**GOAL OF THE EXERCISE:**
Return all of the lines below exactly as they are.

******************************

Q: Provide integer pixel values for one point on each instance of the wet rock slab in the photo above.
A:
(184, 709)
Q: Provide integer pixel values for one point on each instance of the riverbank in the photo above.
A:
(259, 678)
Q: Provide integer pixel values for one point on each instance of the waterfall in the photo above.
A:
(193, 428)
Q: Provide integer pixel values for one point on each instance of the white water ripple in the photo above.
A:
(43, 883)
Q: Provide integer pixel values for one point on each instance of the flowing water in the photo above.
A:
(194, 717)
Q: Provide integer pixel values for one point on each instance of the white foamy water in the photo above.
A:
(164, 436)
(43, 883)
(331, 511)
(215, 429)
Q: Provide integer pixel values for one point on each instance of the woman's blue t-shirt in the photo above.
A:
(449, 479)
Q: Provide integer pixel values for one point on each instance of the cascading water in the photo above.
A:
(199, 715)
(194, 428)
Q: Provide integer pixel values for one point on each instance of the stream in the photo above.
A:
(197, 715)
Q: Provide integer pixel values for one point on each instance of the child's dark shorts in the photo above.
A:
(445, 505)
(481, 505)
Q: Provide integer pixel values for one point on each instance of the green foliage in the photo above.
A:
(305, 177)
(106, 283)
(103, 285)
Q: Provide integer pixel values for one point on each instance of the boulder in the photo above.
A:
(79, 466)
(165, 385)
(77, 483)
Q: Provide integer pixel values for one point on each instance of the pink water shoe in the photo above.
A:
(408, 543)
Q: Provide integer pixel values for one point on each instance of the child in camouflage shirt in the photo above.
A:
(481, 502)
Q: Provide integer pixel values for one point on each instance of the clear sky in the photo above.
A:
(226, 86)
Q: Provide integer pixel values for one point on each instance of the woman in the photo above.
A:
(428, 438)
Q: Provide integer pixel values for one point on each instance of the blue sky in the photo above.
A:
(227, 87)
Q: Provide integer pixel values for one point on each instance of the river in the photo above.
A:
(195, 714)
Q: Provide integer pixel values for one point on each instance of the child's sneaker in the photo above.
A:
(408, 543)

******************************

**EXERCISE RESPONSE:**
Q: Provide integer pixel values for one point on each instance of the wet rock slab in the photo above.
A:
(184, 709)
Q: Provide integer pixel values for one point on each instance of the riverbank in the photo above.
A:
(259, 678)
Q: Provide integer pixel values for one point on each instance of the waterfall in the photo above.
A:
(193, 428)
Q: Provide integer pixel values for one point on each instance of the white water ripple in the photo above.
A:
(43, 883)
Q: Provide integer pixel values for one point on each instance of the flowing water in the photo above.
A:
(194, 717)
Q: Provide integer pixel values for one point on each instance of the white foamy water in the photo above.
A:
(164, 436)
(43, 883)
(331, 511)
(215, 429)
Q: Provide integer pixel values for one point on each instance of the woman's blue t-shirt in the photo above.
A:
(449, 479)
Q: Provide integer pixel values for one point on each instance of the cascading water in the photo above.
A:
(199, 715)
(194, 428)
Q: Provide integer pixel values for one point on each instance of the stream in the photo above.
A:
(197, 715)
Q: Provide integer pixel values for one point on each instance of the child's dark shorts in the photo above.
A:
(445, 505)
(481, 505)
Q: Provide integer pixel values for one point on each instance of the green foliage in the photo above.
A:
(305, 177)
(106, 283)
(103, 285)
Q: Provide integer pixel values for one point on each instance of the boulder in the photo above.
A:
(79, 466)
(165, 385)
(77, 483)
Q: Provide integer pixel values for one point on each instance of the pink water shoe in the photo above.
A:
(408, 543)
Q: Provide integer pixel values for one point on each instance of the child in camouflage shirt in the photo above.
A:
(481, 502)
Q: Provide integer pixel values for one point on each instance of the clear sky in the photo above.
A:
(226, 86)
Q: Provide integer pixel values for one point on each instance of the woman in the photo above.
A:
(428, 438)
Q: Provide integer pixel values for one point on each instance of the blue sky in the photo above.
A:
(227, 87)
Q: Provide integer pixel values for one point on each instance of the river in the photo above.
A:
(195, 714)
Q: Provide integer pixel values for one point on each instance of the child's sneaker in the photo above.
A:
(408, 543)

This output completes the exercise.